Given information:
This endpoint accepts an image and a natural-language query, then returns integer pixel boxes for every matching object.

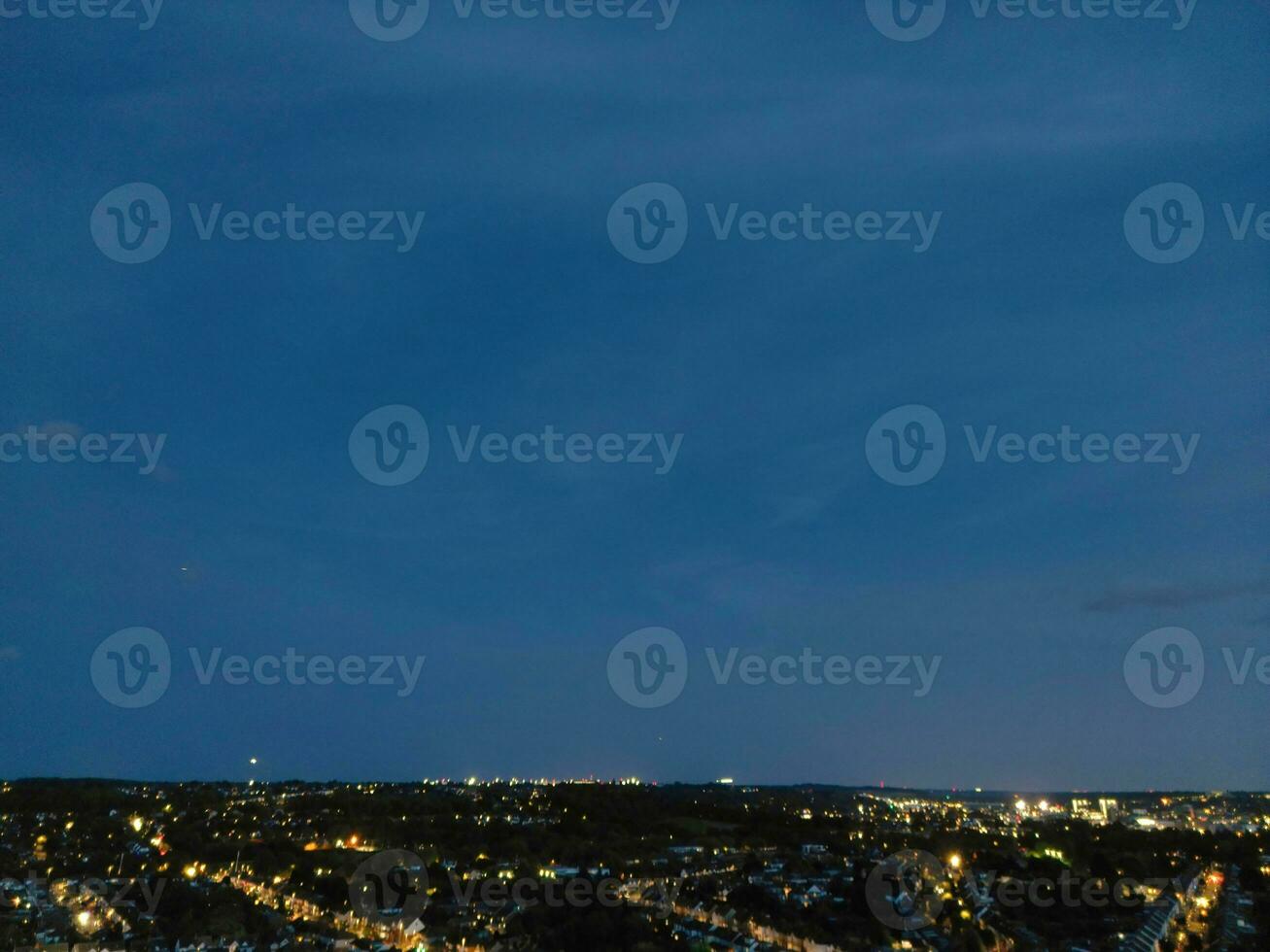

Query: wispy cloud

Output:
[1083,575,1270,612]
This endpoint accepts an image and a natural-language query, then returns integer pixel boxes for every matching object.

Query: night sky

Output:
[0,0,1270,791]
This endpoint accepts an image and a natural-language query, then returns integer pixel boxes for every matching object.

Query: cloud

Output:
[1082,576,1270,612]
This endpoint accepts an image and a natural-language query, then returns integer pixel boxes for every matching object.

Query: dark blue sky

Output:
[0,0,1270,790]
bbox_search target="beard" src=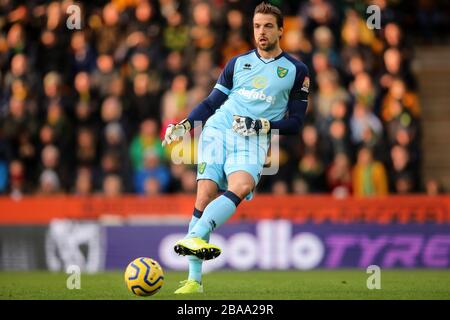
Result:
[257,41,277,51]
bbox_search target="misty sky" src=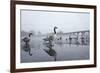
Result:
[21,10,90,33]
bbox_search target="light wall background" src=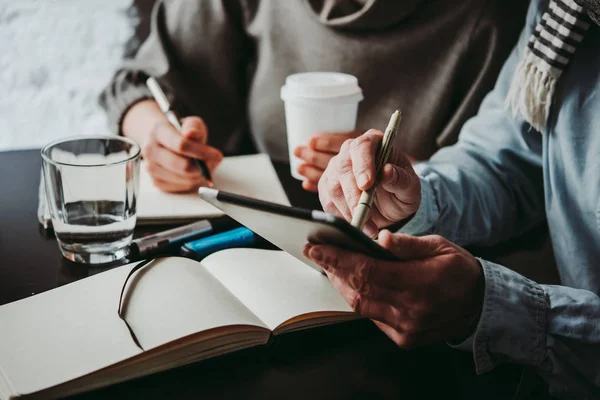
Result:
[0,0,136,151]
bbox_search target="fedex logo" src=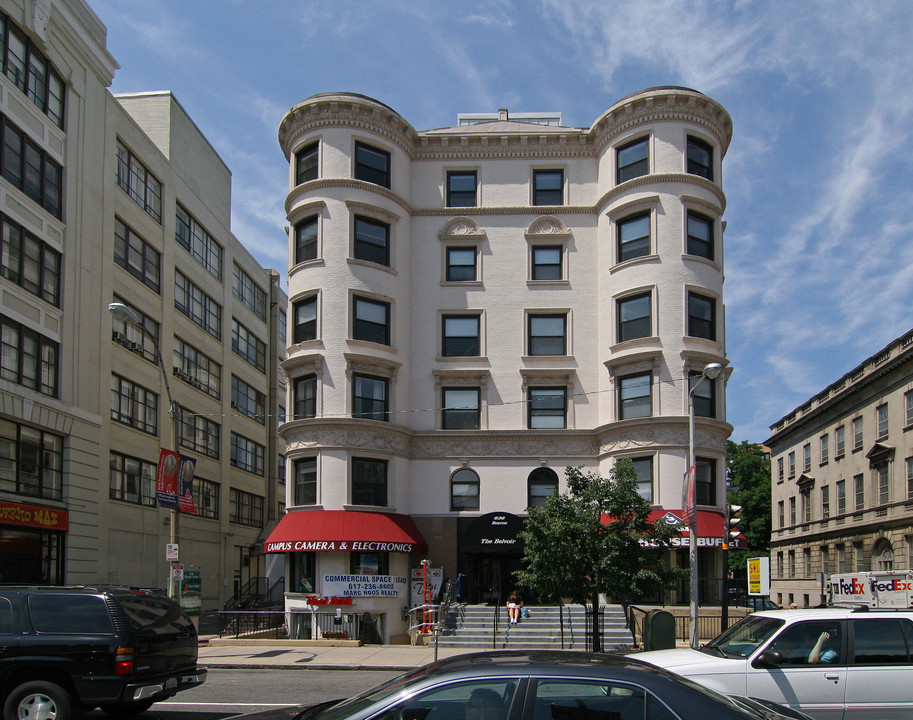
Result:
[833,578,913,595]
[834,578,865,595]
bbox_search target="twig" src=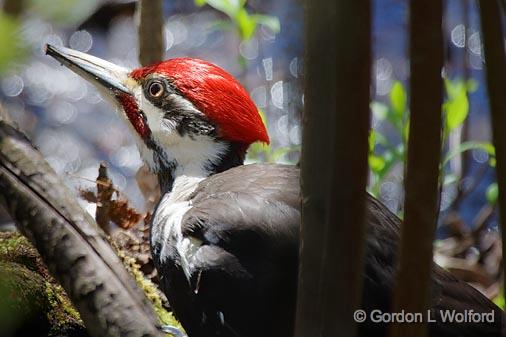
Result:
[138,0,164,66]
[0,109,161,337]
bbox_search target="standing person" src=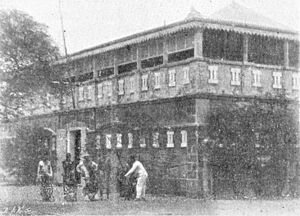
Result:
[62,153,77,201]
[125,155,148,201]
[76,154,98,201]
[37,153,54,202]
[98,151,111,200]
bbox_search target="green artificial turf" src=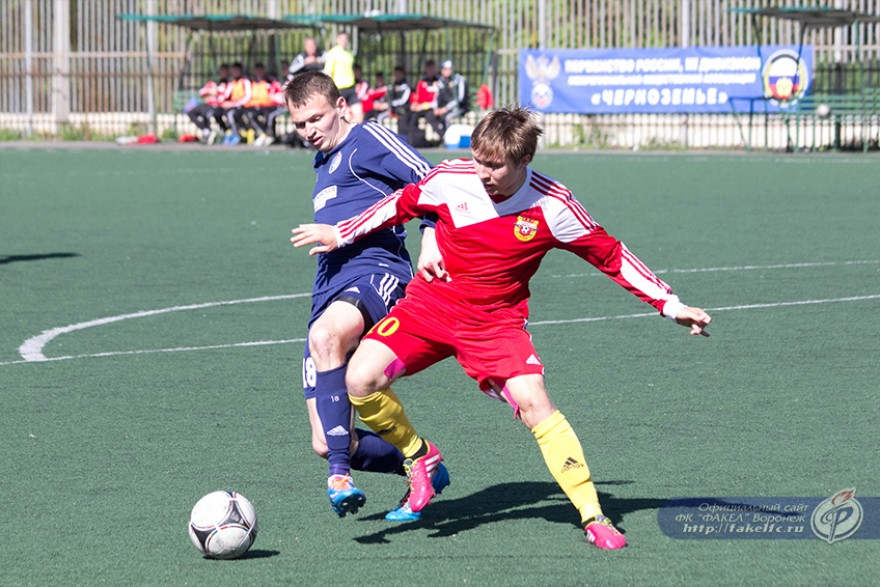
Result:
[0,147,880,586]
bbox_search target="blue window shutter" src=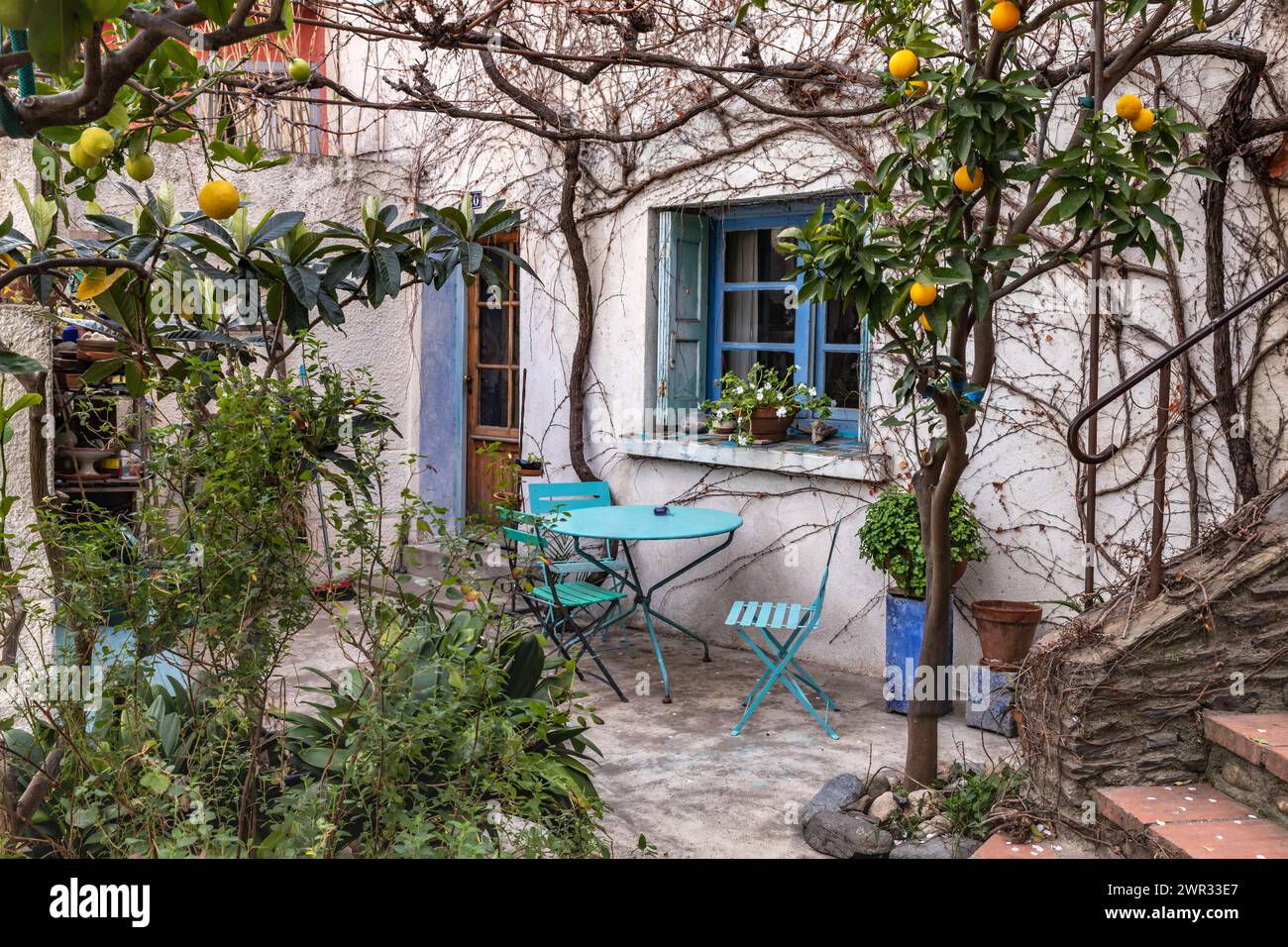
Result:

Task to carry out: Format every line of the entries above as a numbered list, skipping blank lines and leaving out the pictures.

Solution for this exercise:
1. This endpoint accepts an image and a natural-language query, then returns integer pixel boxes for every matching object.
2. Query: wispy cloud
3. Output:
4. [1083,575,1270,612]
5. This endpoint accepts an image and a natural-language query, then returns integer pixel boxes for every matching object.
6. Query: night sky
7. Output:
8. [0,0,1270,791]
9. This endpoint accepts an image and a natural-language query, then returns integer pixel boxes for every matching object.
10. Query: cloud
11. Output:
12. [1082,576,1270,612]
13. This endpoint accepts an image and a natural-language query, then returns integer pixel boxes for every matching object.
14. Query: dark blue sky
15. Output:
16. [0,0,1270,790]
17. bbox_search target="beard" src=
18. Result:
19. [257,41,277,51]
20. bbox_search target="misty sky" src=
21. Result:
22. [21,10,90,33]
23. bbox_search target="light wall background" src=
24. Result:
25. [0,0,136,151]
26. bbox_search target="fedex logo" src=
27. Result:
28. [833,578,913,595]
29. [834,578,865,595]
30. bbox_search target="twig" src=
31. Result:
32. [138,0,164,66]
33. [0,109,161,337]
34. bbox_search target="standing person" src=
35. Result:
36. [62,153,77,201]
37. [125,155,148,201]
38. [76,154,98,201]
39. [37,153,54,202]
40. [98,151,111,200]
41. bbox_search target="green artificial turf" src=
42. Result:
43. [0,147,880,586]
44. bbox_search target="blue window shutter" src=
45. Result:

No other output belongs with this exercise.